Set task => Please print these rows back line for line, with nothing altered.

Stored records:
• • • • • • •
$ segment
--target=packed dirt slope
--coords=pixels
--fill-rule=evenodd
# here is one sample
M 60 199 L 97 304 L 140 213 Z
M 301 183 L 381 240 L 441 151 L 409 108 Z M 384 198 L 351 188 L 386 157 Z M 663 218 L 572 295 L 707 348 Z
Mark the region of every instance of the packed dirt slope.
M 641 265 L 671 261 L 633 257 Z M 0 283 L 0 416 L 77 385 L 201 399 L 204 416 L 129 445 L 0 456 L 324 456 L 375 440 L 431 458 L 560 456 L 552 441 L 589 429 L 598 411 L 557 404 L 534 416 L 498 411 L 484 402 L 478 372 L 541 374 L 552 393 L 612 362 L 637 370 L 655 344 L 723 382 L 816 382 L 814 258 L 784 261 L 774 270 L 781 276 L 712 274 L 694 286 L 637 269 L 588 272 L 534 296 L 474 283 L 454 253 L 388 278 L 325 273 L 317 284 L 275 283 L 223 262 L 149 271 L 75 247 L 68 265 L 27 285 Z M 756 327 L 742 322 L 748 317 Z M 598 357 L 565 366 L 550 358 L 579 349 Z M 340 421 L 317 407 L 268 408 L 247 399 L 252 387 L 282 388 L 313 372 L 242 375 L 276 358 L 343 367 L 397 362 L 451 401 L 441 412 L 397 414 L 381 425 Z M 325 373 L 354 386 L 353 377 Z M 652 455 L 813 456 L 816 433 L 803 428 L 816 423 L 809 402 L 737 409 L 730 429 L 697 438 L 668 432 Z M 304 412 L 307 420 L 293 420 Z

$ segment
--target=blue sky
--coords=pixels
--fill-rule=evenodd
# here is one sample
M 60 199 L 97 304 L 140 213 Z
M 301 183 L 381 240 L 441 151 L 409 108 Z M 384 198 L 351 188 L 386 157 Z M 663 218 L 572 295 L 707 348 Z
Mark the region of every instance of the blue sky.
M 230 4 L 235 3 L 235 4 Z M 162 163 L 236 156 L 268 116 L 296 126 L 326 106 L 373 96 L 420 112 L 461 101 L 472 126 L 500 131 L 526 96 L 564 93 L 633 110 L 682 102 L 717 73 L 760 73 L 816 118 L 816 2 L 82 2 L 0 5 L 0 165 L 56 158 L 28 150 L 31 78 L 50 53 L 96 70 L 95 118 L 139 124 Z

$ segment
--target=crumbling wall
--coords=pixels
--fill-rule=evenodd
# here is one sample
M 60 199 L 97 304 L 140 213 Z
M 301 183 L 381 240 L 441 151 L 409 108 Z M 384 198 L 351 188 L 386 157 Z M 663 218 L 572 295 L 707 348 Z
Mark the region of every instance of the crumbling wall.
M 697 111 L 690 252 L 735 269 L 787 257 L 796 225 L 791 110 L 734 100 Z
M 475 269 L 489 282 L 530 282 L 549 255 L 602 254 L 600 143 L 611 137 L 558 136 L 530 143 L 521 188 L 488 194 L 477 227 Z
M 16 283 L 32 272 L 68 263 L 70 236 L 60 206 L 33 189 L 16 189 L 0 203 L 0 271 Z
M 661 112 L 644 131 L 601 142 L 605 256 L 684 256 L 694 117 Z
• • • • • • •
Answer in full =>
$ segment
--target=packed dirt slope
--coords=pixels
--fill-rule=evenodd
# here is one sample
M 60 199 L 97 304 L 140 213 Z
M 301 183 L 381 240 L 441 151 L 409 108 Z M 384 198 L 351 188 L 386 157 Z M 663 218 L 572 295 L 707 348 Z
Mark the region of every instance of the packed dirt slope.
M 641 265 L 671 261 L 633 257 Z M 0 283 L 0 416 L 77 385 L 201 399 L 204 416 L 129 445 L 0 456 L 324 456 L 375 440 L 431 458 L 560 456 L 552 441 L 589 429 L 598 411 L 557 404 L 534 416 L 498 411 L 484 402 L 478 372 L 541 374 L 552 393 L 612 362 L 637 370 L 655 344 L 723 382 L 816 382 L 814 258 L 784 261 L 774 270 L 781 276 L 712 274 L 694 286 L 637 269 L 588 272 L 534 296 L 474 283 L 454 253 L 388 278 L 325 273 L 317 284 L 275 283 L 223 262 L 149 271 L 75 247 L 68 265 L 27 285 Z M 756 327 L 742 322 L 748 317 Z M 598 357 L 565 366 L 550 358 L 579 349 Z M 340 421 L 317 407 L 268 408 L 247 399 L 252 387 L 282 388 L 313 372 L 242 375 L 276 358 L 343 367 L 397 362 L 451 401 L 441 412 L 397 414 L 381 425 Z M 325 373 L 354 386 L 353 377 Z M 652 455 L 813 456 L 816 433 L 803 428 L 816 423 L 809 402 L 737 409 L 730 429 L 697 438 L 668 432 Z M 304 412 L 307 420 L 293 420 Z

$ segment
--target=blue sky
--coords=pixels
--fill-rule=evenodd
# here is one sample
M 60 199 L 97 304 L 140 213 Z
M 301 183 L 381 240 L 441 151 L 409 108 Z M 384 198 L 351 188 L 386 157 Z M 663 218 L 572 295 L 707 348 Z
Mark the region of every instance of the blue sky.
M 230 4 L 235 3 L 235 4 Z M 162 163 L 236 156 L 268 116 L 296 126 L 326 106 L 373 96 L 420 112 L 461 101 L 472 126 L 500 131 L 526 96 L 564 93 L 633 110 L 682 102 L 717 73 L 760 73 L 816 118 L 816 2 L 82 2 L 0 5 L 0 165 L 56 158 L 28 150 L 31 78 L 50 53 L 96 70 L 95 118 L 139 124 Z

$ segment
--target=crumbling wall
--coords=pixels
--fill-rule=evenodd
# here is one sample
M 60 199 L 97 304 L 140 213 Z
M 301 183 L 381 240 L 441 151 L 409 108 Z M 384 198 L 351 188 L 386 157 Z M 663 218 L 572 295 L 707 348 Z
Mark the region of every instance of the crumbling wall.
M 697 111 L 690 252 L 735 269 L 787 257 L 796 225 L 791 110 L 734 100 Z
M 475 269 L 489 282 L 530 282 L 549 255 L 602 254 L 600 143 L 611 137 L 558 136 L 530 143 L 521 188 L 488 194 L 477 227 Z
M 16 283 L 32 272 L 68 263 L 70 236 L 60 206 L 33 189 L 16 189 L 0 203 L 0 271 Z
M 661 112 L 644 131 L 601 142 L 605 256 L 684 256 L 694 117 Z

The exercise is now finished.